— Begin —
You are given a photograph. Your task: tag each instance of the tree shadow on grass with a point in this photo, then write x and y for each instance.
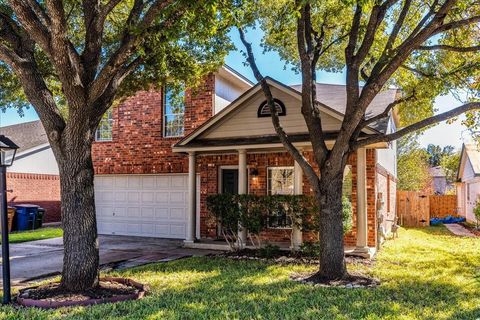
(216, 288)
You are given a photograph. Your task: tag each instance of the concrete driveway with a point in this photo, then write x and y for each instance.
(42, 258)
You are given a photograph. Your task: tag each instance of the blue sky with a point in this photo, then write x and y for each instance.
(271, 65)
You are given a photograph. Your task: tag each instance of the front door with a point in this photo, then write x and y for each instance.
(230, 181)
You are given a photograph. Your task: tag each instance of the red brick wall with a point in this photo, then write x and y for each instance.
(138, 145)
(209, 168)
(39, 189)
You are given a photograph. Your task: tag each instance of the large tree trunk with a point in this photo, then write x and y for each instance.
(81, 258)
(332, 262)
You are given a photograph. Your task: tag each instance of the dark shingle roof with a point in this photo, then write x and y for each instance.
(335, 97)
(437, 171)
(26, 135)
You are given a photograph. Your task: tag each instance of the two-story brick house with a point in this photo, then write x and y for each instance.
(155, 169)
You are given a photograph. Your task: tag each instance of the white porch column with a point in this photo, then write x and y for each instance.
(242, 188)
(192, 198)
(297, 237)
(362, 226)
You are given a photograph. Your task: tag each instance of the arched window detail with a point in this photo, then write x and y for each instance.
(264, 110)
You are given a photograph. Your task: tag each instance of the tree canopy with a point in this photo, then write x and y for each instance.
(446, 61)
(148, 42)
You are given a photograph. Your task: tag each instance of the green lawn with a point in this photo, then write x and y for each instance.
(426, 274)
(39, 234)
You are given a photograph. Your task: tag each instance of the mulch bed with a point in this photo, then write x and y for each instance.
(288, 257)
(54, 296)
(471, 228)
(351, 281)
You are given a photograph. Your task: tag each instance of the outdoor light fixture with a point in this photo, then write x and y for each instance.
(8, 149)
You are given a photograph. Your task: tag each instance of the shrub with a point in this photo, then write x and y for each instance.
(269, 251)
(257, 213)
(310, 249)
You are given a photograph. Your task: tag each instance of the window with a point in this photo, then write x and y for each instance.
(173, 111)
(104, 130)
(280, 181)
(388, 193)
(347, 182)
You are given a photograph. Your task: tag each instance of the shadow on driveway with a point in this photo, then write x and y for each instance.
(42, 258)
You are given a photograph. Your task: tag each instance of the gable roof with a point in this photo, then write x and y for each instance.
(334, 109)
(471, 153)
(334, 96)
(26, 135)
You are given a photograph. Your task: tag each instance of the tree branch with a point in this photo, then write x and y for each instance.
(308, 59)
(32, 24)
(306, 167)
(123, 54)
(450, 48)
(387, 110)
(376, 18)
(417, 126)
(456, 24)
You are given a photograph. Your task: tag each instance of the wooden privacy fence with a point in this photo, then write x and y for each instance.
(414, 209)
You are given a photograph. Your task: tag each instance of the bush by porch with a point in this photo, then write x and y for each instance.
(257, 214)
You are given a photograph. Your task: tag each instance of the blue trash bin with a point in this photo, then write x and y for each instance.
(26, 215)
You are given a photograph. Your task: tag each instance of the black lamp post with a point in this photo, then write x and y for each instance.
(7, 155)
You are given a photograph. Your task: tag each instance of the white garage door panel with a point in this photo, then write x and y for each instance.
(143, 205)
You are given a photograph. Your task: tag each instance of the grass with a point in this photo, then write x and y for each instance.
(425, 274)
(38, 234)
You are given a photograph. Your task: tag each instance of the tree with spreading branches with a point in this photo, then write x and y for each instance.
(424, 48)
(72, 60)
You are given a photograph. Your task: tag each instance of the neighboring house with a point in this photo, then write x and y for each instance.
(33, 177)
(468, 181)
(439, 180)
(150, 183)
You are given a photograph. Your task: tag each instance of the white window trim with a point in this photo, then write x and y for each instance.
(280, 168)
(269, 191)
(165, 115)
(110, 120)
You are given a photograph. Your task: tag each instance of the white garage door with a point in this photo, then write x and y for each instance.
(143, 205)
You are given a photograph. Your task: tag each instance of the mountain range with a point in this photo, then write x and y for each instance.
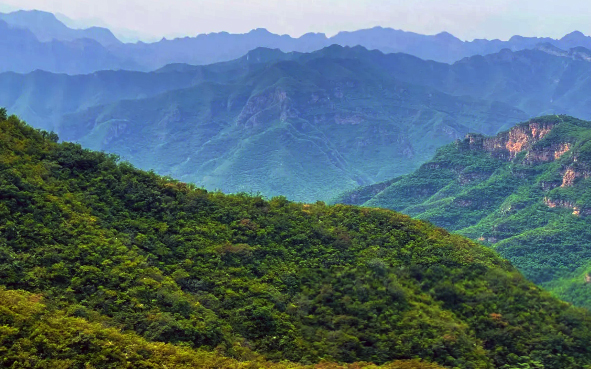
(107, 266)
(54, 47)
(317, 124)
(524, 192)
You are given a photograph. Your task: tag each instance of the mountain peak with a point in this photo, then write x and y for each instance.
(575, 35)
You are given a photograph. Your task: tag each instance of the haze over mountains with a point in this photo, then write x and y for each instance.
(525, 192)
(52, 46)
(306, 120)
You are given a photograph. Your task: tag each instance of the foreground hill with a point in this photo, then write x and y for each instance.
(105, 243)
(525, 192)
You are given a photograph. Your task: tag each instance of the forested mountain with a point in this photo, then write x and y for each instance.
(27, 54)
(61, 50)
(307, 126)
(91, 248)
(525, 192)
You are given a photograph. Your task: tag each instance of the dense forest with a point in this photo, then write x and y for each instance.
(104, 265)
(524, 192)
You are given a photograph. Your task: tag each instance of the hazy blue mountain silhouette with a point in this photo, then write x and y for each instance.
(58, 48)
(46, 27)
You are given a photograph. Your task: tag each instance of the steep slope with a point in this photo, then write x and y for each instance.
(60, 49)
(46, 27)
(307, 128)
(525, 192)
(546, 80)
(27, 54)
(106, 242)
(36, 335)
(42, 98)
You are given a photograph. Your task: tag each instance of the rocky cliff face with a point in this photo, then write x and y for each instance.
(521, 138)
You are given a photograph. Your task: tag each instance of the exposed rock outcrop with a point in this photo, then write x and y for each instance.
(508, 144)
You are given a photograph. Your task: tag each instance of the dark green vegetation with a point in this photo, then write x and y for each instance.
(525, 192)
(307, 126)
(109, 246)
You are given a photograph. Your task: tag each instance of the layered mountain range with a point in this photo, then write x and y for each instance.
(52, 46)
(524, 192)
(307, 126)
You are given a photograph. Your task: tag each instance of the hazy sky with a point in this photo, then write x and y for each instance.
(467, 19)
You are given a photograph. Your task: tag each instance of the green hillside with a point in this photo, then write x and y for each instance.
(524, 192)
(307, 128)
(108, 247)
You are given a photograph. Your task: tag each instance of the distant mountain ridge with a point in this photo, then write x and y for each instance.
(46, 27)
(219, 47)
(315, 123)
(525, 192)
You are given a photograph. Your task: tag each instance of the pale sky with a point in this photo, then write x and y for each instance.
(466, 19)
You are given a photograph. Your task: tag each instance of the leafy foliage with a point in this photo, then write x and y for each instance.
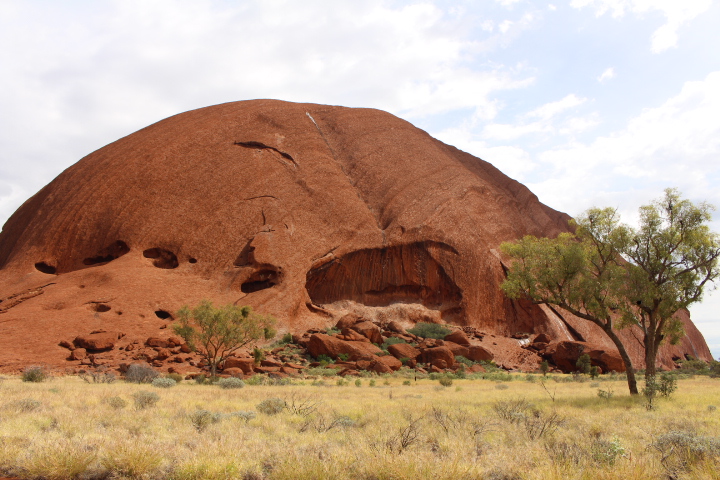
— End —
Extract every line of the items above that contains the string "shadow", matching case exactly.

# FULL SOLUTION:
You are given a photograph. Your task: tag each instance of the tree shadow on grass with a point in this photo, then write x and y for each instance.
You are given a photograph. Your task: tag each instance of the shadow on driveway with a point in this photo, then write x and y for each instance.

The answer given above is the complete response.